Problem statement –
Show each of the lines below that contains the word "stone".

Material provided –
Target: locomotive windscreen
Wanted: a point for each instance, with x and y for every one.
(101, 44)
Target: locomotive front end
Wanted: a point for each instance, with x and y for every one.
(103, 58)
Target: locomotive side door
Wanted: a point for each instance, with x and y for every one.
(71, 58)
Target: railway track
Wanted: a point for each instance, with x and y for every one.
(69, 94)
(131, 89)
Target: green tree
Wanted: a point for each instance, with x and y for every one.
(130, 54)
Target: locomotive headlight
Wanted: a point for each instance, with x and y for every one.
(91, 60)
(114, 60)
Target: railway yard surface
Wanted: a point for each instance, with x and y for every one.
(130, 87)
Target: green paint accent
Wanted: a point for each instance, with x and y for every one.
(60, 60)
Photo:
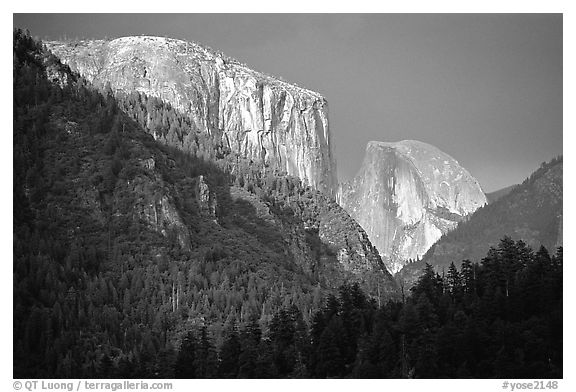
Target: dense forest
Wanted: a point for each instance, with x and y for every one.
(531, 211)
(103, 287)
(501, 318)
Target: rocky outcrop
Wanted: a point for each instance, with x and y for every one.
(206, 200)
(406, 195)
(154, 205)
(258, 116)
(531, 212)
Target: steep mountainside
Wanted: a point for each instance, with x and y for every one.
(531, 212)
(493, 196)
(260, 117)
(406, 195)
(122, 243)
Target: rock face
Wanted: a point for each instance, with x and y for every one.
(531, 212)
(258, 116)
(406, 195)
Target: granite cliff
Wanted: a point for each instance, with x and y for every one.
(406, 195)
(531, 212)
(260, 117)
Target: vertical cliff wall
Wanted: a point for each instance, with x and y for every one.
(406, 195)
(258, 116)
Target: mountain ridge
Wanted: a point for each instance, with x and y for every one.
(530, 211)
(406, 195)
(260, 117)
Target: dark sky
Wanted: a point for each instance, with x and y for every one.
(486, 89)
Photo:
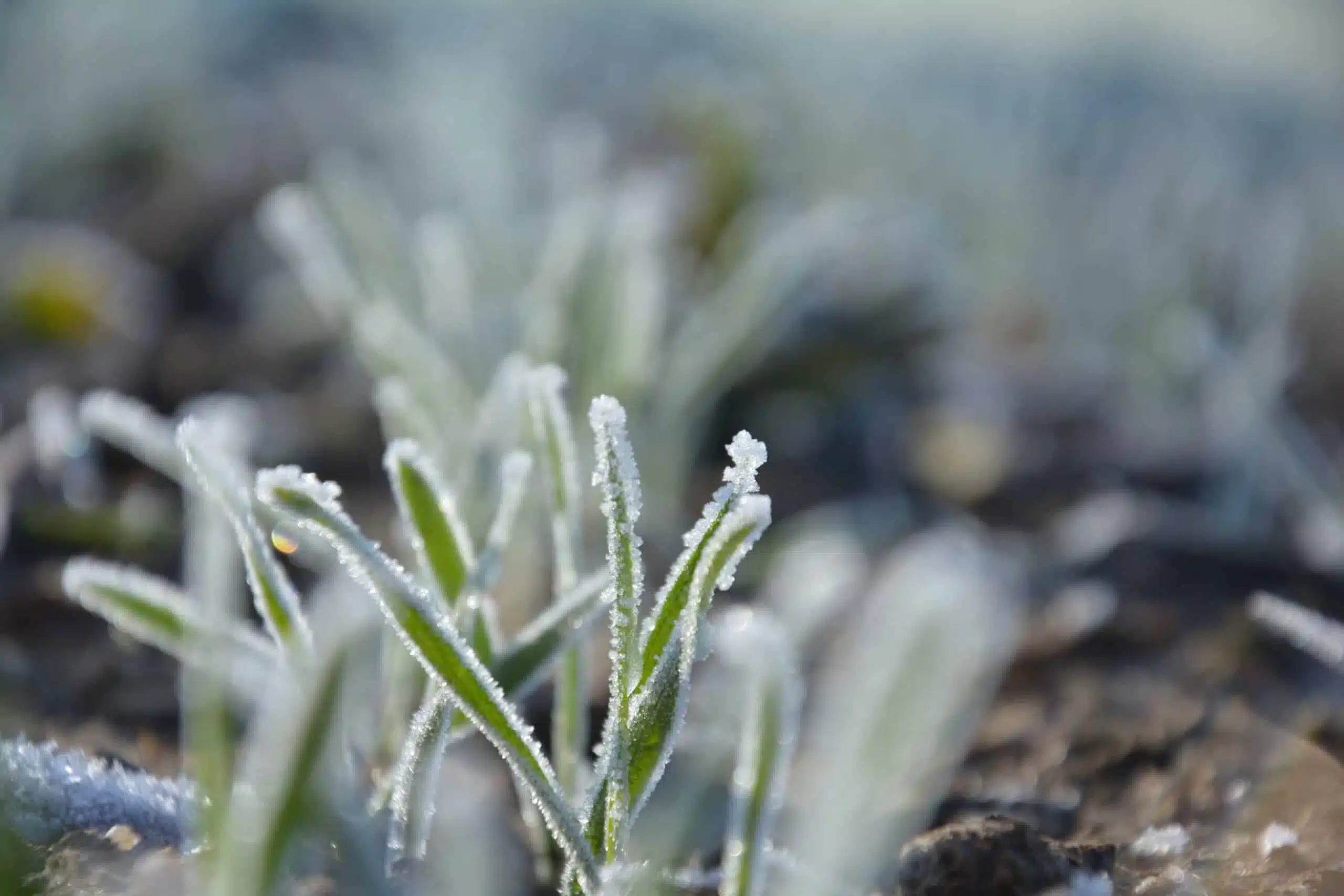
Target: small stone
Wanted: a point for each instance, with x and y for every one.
(994, 856)
(1170, 840)
(1277, 836)
(123, 837)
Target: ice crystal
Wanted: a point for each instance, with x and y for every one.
(50, 793)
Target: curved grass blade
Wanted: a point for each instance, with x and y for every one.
(514, 473)
(156, 613)
(436, 644)
(898, 700)
(414, 777)
(284, 760)
(774, 687)
(618, 480)
(659, 708)
(133, 428)
(748, 457)
(518, 669)
(659, 711)
(428, 510)
(543, 641)
(273, 593)
(554, 434)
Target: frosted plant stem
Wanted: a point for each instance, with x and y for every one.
(212, 575)
(618, 480)
(50, 793)
(769, 733)
(432, 638)
(555, 444)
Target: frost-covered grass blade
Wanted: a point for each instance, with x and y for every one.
(156, 613)
(659, 708)
(774, 696)
(748, 456)
(538, 647)
(133, 428)
(440, 648)
(416, 775)
(282, 762)
(273, 593)
(618, 480)
(554, 434)
(897, 700)
(429, 512)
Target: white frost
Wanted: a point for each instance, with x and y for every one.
(1277, 836)
(1170, 840)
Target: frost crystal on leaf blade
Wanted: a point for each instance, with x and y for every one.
(748, 457)
(618, 480)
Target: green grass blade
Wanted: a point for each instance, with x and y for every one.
(156, 613)
(416, 774)
(757, 644)
(429, 635)
(527, 659)
(429, 512)
(554, 436)
(897, 700)
(748, 456)
(282, 762)
(517, 669)
(514, 473)
(273, 593)
(659, 708)
(484, 630)
(136, 429)
(618, 480)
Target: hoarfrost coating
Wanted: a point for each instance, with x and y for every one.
(51, 793)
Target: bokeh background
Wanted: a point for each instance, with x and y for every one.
(1070, 270)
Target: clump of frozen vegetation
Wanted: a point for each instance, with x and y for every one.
(326, 765)
(433, 307)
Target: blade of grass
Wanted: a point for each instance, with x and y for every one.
(428, 510)
(897, 702)
(156, 613)
(273, 593)
(659, 708)
(284, 761)
(440, 648)
(618, 480)
(416, 775)
(748, 457)
(774, 696)
(554, 434)
(136, 429)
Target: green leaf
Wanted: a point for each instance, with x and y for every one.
(529, 657)
(429, 635)
(273, 593)
(618, 480)
(133, 428)
(754, 642)
(554, 434)
(282, 763)
(441, 542)
(748, 456)
(659, 710)
(156, 613)
(898, 699)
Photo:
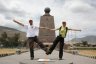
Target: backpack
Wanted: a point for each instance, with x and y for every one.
(65, 32)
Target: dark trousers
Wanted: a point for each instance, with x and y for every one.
(55, 42)
(31, 41)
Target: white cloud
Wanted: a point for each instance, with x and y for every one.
(79, 14)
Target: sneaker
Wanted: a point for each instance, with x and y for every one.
(60, 59)
(48, 52)
(32, 58)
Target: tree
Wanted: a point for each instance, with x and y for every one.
(85, 43)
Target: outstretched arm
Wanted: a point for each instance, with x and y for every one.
(44, 28)
(74, 29)
(18, 23)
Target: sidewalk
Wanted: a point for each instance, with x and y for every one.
(24, 58)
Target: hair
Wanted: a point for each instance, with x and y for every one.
(63, 22)
(30, 20)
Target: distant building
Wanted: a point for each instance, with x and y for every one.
(47, 20)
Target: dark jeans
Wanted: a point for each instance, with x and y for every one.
(31, 41)
(55, 42)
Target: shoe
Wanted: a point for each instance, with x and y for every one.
(32, 58)
(48, 52)
(60, 59)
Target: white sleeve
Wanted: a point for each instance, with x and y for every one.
(26, 26)
(37, 28)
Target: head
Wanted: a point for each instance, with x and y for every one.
(47, 10)
(64, 23)
(31, 22)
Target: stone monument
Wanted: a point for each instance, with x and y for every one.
(47, 20)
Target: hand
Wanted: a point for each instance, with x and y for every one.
(14, 20)
(52, 29)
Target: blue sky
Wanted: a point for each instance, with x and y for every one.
(79, 14)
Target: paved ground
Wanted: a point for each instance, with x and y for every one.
(67, 59)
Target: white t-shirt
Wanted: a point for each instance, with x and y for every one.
(31, 30)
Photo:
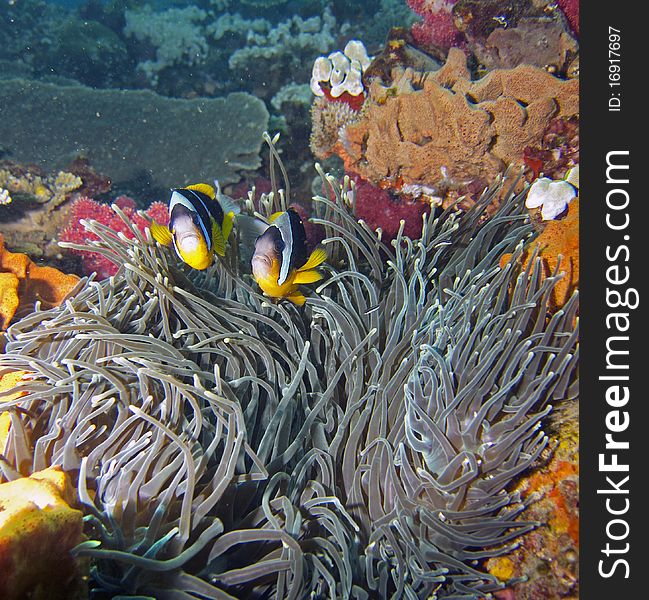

Answer for the task –
Target: small stone
Target: stone monument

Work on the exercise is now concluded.